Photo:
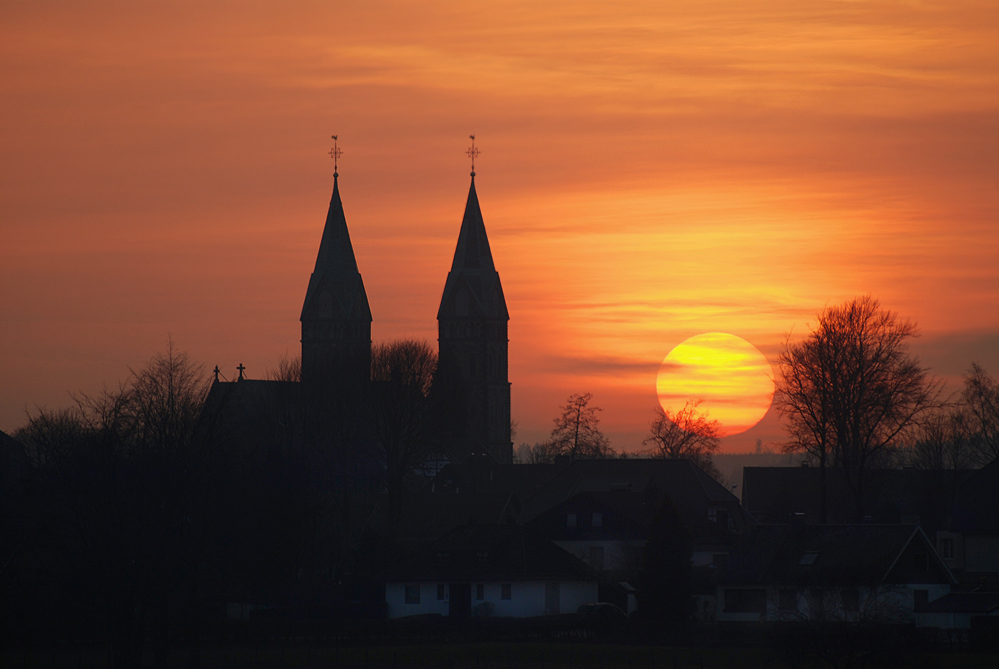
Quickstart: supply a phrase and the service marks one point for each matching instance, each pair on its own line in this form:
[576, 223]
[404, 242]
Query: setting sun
[727, 373]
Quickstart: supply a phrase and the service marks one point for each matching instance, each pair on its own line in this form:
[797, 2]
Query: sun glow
[729, 375]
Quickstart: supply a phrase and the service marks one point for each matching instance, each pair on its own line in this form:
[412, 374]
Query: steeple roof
[336, 271]
[473, 280]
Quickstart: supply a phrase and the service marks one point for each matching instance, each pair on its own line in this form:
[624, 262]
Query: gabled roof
[492, 553]
[473, 288]
[336, 272]
[428, 516]
[842, 555]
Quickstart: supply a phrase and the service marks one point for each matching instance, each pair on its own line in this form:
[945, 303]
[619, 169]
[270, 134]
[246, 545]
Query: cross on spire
[335, 154]
[472, 152]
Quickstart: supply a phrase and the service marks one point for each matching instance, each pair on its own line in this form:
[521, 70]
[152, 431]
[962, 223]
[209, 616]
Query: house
[685, 483]
[608, 530]
[910, 496]
[819, 573]
[490, 570]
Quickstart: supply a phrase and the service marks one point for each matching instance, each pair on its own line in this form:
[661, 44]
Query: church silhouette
[336, 339]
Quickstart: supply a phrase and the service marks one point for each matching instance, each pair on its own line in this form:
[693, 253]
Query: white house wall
[395, 598]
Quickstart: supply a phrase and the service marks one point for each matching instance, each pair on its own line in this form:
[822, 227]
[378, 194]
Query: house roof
[626, 516]
[775, 494]
[476, 552]
[473, 288]
[251, 409]
[336, 271]
[428, 516]
[682, 480]
[963, 602]
[831, 555]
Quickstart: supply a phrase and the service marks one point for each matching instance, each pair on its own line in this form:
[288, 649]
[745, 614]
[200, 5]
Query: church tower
[336, 319]
[472, 336]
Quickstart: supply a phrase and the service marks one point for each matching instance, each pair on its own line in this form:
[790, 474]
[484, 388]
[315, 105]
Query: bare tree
[526, 454]
[576, 433]
[850, 390]
[405, 418]
[289, 369]
[685, 434]
[981, 395]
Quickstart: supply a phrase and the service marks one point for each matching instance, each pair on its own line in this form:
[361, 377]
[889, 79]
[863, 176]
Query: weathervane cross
[335, 154]
[472, 152]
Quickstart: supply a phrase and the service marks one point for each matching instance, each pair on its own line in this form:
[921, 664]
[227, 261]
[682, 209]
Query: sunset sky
[649, 172]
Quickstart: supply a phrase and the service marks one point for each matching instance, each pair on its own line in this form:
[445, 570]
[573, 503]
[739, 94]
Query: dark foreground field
[442, 655]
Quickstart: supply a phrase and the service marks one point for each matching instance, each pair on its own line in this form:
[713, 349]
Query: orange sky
[649, 171]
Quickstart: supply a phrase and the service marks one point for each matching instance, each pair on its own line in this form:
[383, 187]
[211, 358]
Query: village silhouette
[365, 506]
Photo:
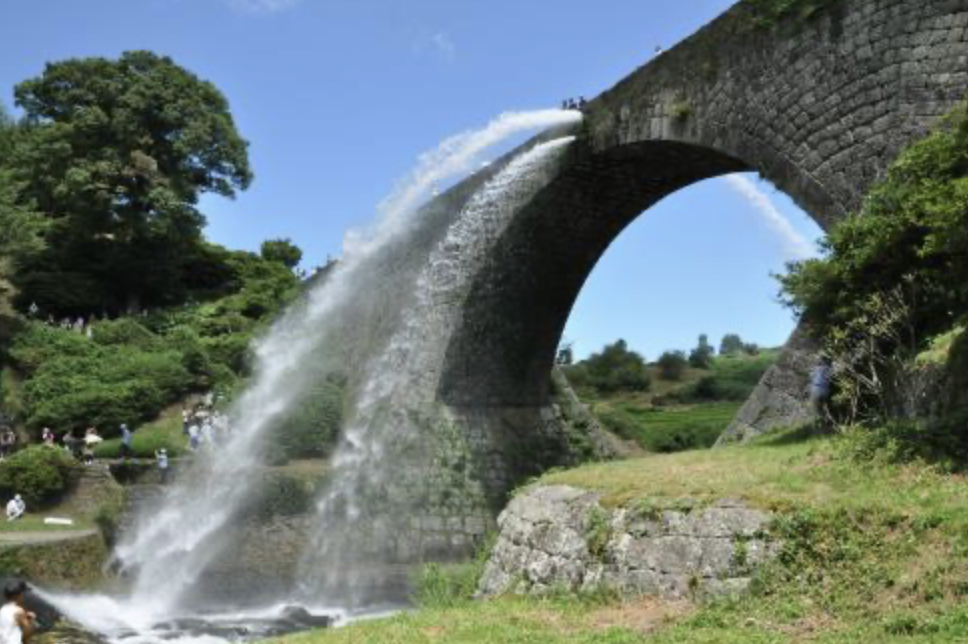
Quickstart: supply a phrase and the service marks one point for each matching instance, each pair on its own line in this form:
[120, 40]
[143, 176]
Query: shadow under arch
[502, 350]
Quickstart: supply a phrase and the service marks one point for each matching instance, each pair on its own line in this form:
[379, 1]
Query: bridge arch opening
[502, 351]
[700, 262]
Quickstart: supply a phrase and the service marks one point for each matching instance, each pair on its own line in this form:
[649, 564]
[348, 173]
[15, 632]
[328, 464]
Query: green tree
[672, 365]
[731, 344]
[282, 251]
[911, 231]
[116, 153]
[702, 356]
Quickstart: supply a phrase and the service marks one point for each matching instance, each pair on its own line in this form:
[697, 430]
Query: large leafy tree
[116, 153]
[21, 227]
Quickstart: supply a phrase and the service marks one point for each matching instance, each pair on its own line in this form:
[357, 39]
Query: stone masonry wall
[819, 107]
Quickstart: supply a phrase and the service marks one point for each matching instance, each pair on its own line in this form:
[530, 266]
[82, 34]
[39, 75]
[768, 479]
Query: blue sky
[339, 97]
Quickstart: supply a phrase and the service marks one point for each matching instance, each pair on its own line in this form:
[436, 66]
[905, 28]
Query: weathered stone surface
[781, 399]
[557, 538]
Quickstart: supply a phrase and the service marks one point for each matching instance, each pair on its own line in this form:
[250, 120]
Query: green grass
[872, 552]
[675, 415]
[166, 432]
[35, 523]
[507, 621]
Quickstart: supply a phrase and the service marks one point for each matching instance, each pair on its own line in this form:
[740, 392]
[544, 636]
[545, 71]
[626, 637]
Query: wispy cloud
[261, 7]
[795, 245]
[439, 44]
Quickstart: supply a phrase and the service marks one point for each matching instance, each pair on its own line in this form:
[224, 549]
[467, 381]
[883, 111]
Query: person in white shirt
[162, 458]
[15, 509]
[17, 624]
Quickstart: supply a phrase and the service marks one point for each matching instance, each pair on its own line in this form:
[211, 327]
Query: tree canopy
[115, 154]
[282, 251]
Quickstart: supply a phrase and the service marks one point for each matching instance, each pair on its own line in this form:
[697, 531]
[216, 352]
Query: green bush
[616, 368]
[313, 426]
[942, 442]
[124, 331]
[672, 365]
[40, 474]
[280, 495]
[912, 229]
[110, 386]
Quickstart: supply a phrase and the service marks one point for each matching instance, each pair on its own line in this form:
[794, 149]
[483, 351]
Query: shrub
[104, 389]
[672, 365]
[124, 331]
[311, 429]
[616, 368]
[280, 495]
[912, 229]
[40, 474]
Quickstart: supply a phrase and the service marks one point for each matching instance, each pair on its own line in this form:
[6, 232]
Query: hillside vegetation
[668, 414]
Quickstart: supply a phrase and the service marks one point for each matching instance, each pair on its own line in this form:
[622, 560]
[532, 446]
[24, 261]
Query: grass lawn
[872, 552]
[166, 432]
[35, 523]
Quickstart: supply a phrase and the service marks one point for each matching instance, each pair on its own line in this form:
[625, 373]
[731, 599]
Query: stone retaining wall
[560, 538]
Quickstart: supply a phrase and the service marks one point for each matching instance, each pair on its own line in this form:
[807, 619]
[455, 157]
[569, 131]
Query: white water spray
[362, 519]
[173, 544]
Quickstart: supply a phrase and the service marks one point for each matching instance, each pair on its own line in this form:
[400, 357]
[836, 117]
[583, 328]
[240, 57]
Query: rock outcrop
[560, 538]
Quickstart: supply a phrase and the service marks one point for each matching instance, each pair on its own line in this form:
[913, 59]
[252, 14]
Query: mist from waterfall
[173, 543]
[361, 518]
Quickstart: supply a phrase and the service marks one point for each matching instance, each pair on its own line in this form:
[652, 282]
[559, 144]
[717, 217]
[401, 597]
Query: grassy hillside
[689, 413]
[872, 552]
[129, 369]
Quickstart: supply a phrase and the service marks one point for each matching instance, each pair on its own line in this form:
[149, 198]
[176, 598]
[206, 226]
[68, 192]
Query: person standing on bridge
[17, 624]
[161, 456]
[127, 442]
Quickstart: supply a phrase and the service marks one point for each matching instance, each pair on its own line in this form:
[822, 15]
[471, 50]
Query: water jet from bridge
[173, 543]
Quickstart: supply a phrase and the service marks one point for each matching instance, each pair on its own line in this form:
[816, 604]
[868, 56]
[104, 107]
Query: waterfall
[360, 519]
[173, 543]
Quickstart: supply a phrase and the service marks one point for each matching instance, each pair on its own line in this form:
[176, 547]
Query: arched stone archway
[819, 107]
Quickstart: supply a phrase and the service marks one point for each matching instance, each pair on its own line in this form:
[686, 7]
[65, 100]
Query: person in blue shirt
[162, 457]
[820, 388]
[127, 442]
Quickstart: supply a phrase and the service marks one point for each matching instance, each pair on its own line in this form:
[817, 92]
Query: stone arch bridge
[818, 104]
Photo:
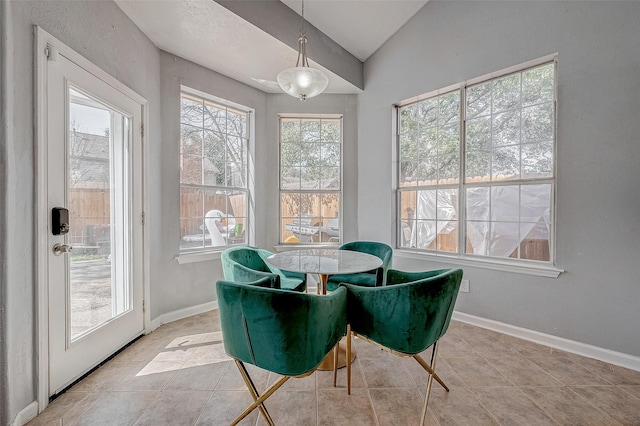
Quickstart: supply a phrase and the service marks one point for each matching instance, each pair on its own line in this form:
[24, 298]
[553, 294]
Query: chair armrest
[401, 277]
[247, 275]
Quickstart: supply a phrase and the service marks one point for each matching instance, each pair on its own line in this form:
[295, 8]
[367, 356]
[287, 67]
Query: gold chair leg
[348, 359]
[257, 398]
[424, 365]
[434, 353]
[335, 363]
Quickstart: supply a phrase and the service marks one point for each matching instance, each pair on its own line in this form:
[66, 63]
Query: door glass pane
[98, 284]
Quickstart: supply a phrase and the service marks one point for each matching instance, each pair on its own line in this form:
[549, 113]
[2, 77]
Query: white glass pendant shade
[303, 82]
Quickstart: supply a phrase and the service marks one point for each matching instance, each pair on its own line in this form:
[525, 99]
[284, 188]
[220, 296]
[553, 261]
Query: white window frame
[526, 266]
[190, 255]
[338, 192]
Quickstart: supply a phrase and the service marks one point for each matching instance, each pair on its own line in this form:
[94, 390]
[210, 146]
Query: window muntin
[214, 191]
[502, 190]
[310, 179]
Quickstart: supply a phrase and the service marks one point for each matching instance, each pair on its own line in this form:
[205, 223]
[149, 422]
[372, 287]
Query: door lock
[58, 249]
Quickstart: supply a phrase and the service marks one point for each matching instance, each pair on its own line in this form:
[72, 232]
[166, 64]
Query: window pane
[479, 100]
[427, 172]
[537, 160]
[535, 243]
[479, 134]
[191, 111]
[215, 118]
[537, 123]
[310, 177]
[506, 128]
[506, 163]
[506, 93]
[408, 119]
[538, 85]
[505, 203]
[449, 140]
[191, 169]
[310, 131]
[428, 143]
[190, 140]
[331, 132]
[427, 113]
[509, 136]
[449, 169]
[236, 123]
[330, 154]
[330, 178]
[535, 203]
[478, 237]
[193, 234]
[289, 131]
[478, 166]
[478, 204]
[407, 214]
[214, 157]
[449, 108]
[290, 178]
[447, 239]
[310, 159]
[504, 239]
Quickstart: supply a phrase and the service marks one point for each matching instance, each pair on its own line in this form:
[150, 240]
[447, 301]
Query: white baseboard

┄┄┄┄┄┄

Report every line in the items above that contains the string "house". Case counts.

Query: house
Query: white house wall
Query: house roof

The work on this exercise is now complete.